POLECENIE:
Wyjaśnij na podstawie tekstu o filmie „Harfa birmańska”, dlaczego kolor jest w tym czarno-białym filmie w zasadzie zbędny. Odpowiedz w jednym lub dwóch zdaniach.

"Panorama kina światowego" (11) - "Harfa birmańska"



Czy można o czarno-białym filmie sprzed prawie 60 lat powiedzieć, że jest bardzo plastyczny i że kolor jest w zasadzie zbędny, bo i tak wszystko widzimy oczyma wyobraźni? Ależ oczywiście, że tak. Najlepszym przykładem jest japoński dramat wojenny zatytułowany „Harfa birmańska” - nakręcony w 1956 r. przez Kona Ichikawę.
Przeciętnemu polskiemu widzowi nazwisko Kon Ichikawa niewiele mówi, ale jest to jeden z kilku, obok Akiry Kurosawy, Kenjiego Mizoguchiego i Yasujiry Ozu, najwybitniejszych japońskich reżyserów w historii kina. Młody Ichikawa, wtedy gdy miał jeszcze na imię Giichi (Kon to imię, które potem przybrał) był wielkim fanem filmów. Podczas seansów kinowych obejrzał większość przedwojennych produkcji japońskich, a także produkcje Charliego Chaplina, Jeana Renoira czy Walta Disneya. Chaplinem i Disneyem był zafascynowany. Być może stąd wzięła się spora plastyczność jego filmów.

ZEBRANE DANE:
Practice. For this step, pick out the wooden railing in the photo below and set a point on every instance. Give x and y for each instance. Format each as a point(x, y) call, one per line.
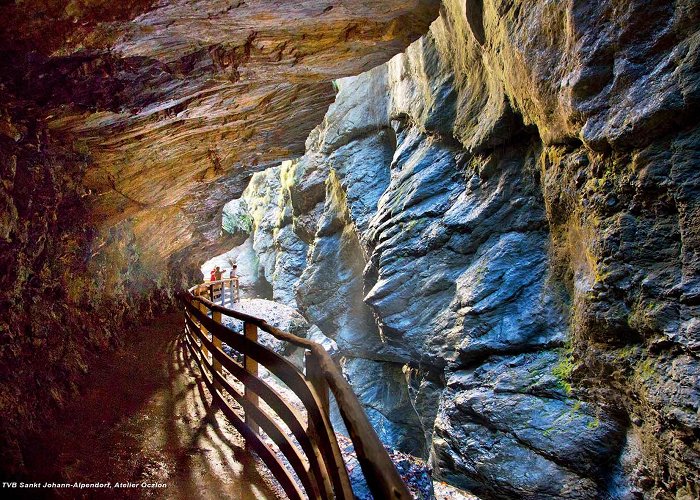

ODPOWIEDŹ:
Kolor jest w zasadzie zbędny, ponieważ film jest bardzo plastyczny i wszystko i tak widzimy oczyma wyobraźni.